* _EXTRACT TO READ_:
Re: [precis] [media-types] Internet media type application/pkcs8-encrypted rev 2

On 11/23/2015 5:31 PM, Martin J. Dürst wrote:
> Hello Sean,
>
> I have cc'ed the precis mailing list because some of what I'll write 
> below is relevant for the discussion you have started there. This is 
> also the reason why I'm keeping most the previous context.
>
> On 2015/11/11 00:25, Sean Leonard wrote:
>> Hello Martin,
>>
>> On Nov 10, 2015, at 1:45 AM, Martin J. Dürst <duerst@it.aoyama.ac.jp> 
>> wrote:
>>
>>> Hello Sean,
>>>
>>> I have a few questions re. your registration below.
>>>
>>> On 2015/11/05 14:57, Sean Leonard wrote:
>>>> Hello:
>>>>
>>>> To keep this moving, trying a different thing. Please review.
>>>>
>>>> Sean
>>>>
>>>> *****
>>>>
>>>> Type name: application
>>>>
>>>> Subtype name: pkcs8-encrypted
>>>>
>>>> Required parameters: N/A
>>>>
>>>> Optional parameters:
>>>> charset: When the private key encryption algorithm incorporates a 
>>>> “password" that is an octet string, a mapping between user input 
>>>> and the octet string is desirable. PKCS #5 [RFC2898] Section 3 
>>>> recommends "that applications follow some common text encoding 
>>>> rules"; it then suggests, but does not recommend, ASCII and UTF-8. 
>>>> This parameter specifies the charset that a recipient SHOULD 
>>>> attempt first when mapping user input to the octet string. It has 
>>>> the same semantics as the charset parameter from text/plain, except 
>>>> that it only applies to the user’s input of the password. There is 
>>>> no default value.
>>>
>>> Why does it say "This parameter specifies the charset that a 
>>> recipient SHOULD attempt *first*" here? Can't that encoding just be 
>>> specified as such?

* _SHORT EXERCISE 1_: In the mailing-list message above, which two encodings does PKCS #5 suggest without recommending them?
* _SHORT EXERCISE 2_: Write out the mailing-list message between "Re: [precis] [media-types]" and "the previous context.", inclusive, switching each "precis" to "i18n".

* _DATA ROWS_:

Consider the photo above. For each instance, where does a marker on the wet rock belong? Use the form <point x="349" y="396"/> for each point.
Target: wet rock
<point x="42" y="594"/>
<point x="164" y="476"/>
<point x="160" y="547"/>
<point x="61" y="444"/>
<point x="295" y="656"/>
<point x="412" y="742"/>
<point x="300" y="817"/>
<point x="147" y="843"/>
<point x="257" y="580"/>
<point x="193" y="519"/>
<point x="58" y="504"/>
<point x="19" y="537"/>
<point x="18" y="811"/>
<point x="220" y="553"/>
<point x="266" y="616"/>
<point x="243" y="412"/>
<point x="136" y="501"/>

* _OUTPUT 1_: ASCII and UTF-8.

* _OUTPUT 2_:
Re: [i18n] [media-types] Internet media type application/pkcs8-encrypted rev 2

On 11/23/2015 5:31 PM, Martin J. Dürst wrote:
> Hello Sean,
>
> I have cc'ed the i18n mailing list because some of what I'll write 
> below is relevant for the discussion you have started there. This is 
> also the reason why I'm keeping most the previous context.